**TO DO**. Establish how many lines of the material below contain the string "sticker". Return that number by itself.

**RECORDS TO USE**.
○ ○ ○ ○ ○ ○ ○

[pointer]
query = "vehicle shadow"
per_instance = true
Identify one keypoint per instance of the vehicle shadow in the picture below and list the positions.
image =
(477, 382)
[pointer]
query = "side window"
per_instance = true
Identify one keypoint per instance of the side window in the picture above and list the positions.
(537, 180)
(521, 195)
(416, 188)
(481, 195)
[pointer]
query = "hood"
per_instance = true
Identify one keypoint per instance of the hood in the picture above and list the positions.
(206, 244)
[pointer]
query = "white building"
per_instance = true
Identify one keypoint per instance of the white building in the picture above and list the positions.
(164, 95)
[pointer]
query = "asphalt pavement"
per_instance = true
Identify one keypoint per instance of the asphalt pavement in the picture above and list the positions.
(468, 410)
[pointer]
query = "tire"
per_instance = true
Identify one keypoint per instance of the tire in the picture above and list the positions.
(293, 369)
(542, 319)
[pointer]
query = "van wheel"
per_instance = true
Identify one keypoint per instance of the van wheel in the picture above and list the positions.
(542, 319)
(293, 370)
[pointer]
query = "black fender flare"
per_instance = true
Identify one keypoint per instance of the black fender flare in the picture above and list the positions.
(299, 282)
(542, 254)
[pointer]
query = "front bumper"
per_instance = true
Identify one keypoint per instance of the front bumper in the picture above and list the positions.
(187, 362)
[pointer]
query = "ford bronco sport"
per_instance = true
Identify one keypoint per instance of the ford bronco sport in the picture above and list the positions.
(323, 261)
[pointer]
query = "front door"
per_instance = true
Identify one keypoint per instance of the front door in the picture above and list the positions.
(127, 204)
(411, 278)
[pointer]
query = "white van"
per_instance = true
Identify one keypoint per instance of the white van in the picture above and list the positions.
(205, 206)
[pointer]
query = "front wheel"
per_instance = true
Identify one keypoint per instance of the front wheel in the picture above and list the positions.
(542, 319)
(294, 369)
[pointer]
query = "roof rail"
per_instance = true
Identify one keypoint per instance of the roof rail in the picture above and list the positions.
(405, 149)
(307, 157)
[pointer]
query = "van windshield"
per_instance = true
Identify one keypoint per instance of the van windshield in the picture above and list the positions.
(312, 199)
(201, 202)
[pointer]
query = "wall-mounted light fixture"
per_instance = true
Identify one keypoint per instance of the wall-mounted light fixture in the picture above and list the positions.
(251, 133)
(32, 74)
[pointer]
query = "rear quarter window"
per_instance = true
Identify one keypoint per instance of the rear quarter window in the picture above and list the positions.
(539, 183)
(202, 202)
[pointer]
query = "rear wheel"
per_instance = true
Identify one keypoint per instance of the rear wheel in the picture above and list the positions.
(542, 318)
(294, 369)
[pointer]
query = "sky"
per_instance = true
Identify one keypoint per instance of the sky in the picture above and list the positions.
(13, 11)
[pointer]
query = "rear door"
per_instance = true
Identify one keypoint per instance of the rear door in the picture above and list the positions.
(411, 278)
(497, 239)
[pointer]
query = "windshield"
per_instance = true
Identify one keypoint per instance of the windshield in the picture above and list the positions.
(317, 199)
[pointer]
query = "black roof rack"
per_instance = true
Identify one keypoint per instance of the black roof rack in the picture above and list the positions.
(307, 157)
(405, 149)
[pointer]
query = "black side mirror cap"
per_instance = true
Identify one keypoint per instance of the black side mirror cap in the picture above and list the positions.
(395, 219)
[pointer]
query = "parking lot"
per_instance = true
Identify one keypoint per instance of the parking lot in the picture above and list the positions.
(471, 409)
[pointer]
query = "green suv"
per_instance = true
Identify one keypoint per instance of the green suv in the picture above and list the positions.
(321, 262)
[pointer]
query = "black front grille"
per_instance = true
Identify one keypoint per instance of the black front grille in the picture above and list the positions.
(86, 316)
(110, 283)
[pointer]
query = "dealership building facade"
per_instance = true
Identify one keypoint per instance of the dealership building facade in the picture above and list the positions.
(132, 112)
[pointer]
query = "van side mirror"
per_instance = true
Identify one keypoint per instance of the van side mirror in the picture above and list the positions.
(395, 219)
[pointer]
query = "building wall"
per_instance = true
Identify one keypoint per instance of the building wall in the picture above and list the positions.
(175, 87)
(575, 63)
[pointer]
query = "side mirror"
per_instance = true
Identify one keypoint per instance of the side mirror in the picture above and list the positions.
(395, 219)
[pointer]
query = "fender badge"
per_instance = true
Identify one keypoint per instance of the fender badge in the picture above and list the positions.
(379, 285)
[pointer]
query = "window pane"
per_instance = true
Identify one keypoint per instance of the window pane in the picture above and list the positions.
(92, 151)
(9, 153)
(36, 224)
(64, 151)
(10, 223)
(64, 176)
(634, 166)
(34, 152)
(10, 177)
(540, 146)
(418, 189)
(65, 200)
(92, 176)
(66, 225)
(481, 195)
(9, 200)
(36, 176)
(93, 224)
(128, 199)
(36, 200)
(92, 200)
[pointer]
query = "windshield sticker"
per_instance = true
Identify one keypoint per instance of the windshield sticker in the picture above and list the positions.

○ ○ ○ ○ ○ ○ ○

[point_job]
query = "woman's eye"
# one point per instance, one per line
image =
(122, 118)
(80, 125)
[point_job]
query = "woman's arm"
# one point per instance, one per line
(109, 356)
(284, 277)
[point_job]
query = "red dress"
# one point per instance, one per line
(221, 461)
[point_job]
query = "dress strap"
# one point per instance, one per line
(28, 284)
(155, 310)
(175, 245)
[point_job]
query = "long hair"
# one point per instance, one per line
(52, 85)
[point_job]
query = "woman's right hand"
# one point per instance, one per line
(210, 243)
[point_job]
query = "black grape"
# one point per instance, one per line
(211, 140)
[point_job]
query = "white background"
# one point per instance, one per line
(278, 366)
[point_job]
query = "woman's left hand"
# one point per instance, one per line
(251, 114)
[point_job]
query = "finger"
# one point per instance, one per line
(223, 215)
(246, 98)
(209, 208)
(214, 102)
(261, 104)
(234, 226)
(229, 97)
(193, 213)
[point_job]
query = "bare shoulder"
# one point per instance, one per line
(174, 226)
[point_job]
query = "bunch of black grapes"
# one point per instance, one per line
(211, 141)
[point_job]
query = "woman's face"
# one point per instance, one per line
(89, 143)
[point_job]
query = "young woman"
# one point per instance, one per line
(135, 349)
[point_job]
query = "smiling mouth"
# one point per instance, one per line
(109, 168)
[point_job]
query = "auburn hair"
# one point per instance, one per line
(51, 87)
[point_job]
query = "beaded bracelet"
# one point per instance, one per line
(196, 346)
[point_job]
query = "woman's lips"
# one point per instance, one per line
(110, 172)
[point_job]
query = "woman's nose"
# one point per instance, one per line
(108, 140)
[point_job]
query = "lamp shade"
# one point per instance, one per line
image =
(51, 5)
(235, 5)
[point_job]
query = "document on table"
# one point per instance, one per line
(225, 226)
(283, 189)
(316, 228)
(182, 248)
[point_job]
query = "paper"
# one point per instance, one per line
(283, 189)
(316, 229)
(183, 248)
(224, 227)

○ ○ ○ ○ ○ ○ ○

**ANSWER FOR THE TASK**. 2